WHAT TO WORK ON – The data is to be repeated exactly, with the images removed.

Point-per-instance localization data:
☆ ☆ ☆ ☆ ☆ ☆ ☆

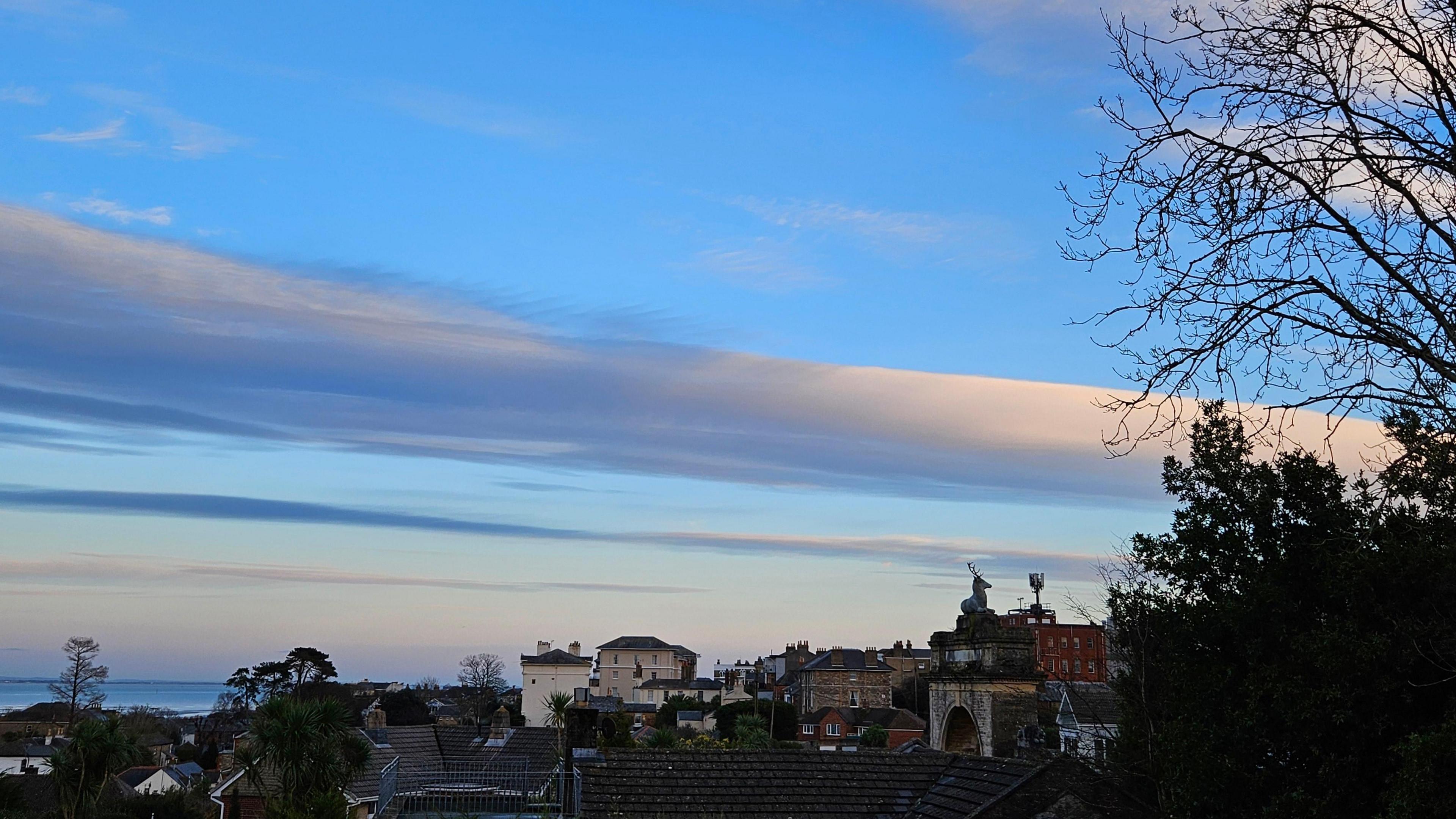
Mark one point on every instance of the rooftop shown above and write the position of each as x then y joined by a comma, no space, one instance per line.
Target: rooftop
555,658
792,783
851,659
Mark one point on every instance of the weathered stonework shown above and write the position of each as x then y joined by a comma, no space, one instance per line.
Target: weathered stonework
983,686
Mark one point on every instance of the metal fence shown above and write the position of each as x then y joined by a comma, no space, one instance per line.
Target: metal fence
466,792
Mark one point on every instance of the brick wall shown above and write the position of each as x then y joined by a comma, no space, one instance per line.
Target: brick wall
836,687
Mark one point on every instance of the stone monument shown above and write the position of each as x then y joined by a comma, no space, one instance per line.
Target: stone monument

☆ ☆ ☆ ☆ ☆ ☆ ☆

OUTPUT BELOW –
Mark one point on every instance of the rooftop shown above and write the position of each as x then y joined by a comma, no space, one instance per line.
Target: rooftop
555,658
792,783
851,659
Mark one point on every instance of the weathered stonework shown above and write the position of each as x then y joined by a comma, no space, one instance per line.
Target: weathered stonework
983,686
Mark one point on every instance of the metal fence shown above and write the position of each as x then y joined by a comma, no space, one instance per line.
Target: metal fence
466,792
Mark one point on every instance of the brick wall shown above and write the position of each as x then y joined by a comma, no space, one instance per line.
Target: brick wall
836,687
Mark one point on every instance of the stone monument shown above and write the position of each as x then y joined by a comma, no space, one instance per line.
Target: stone monument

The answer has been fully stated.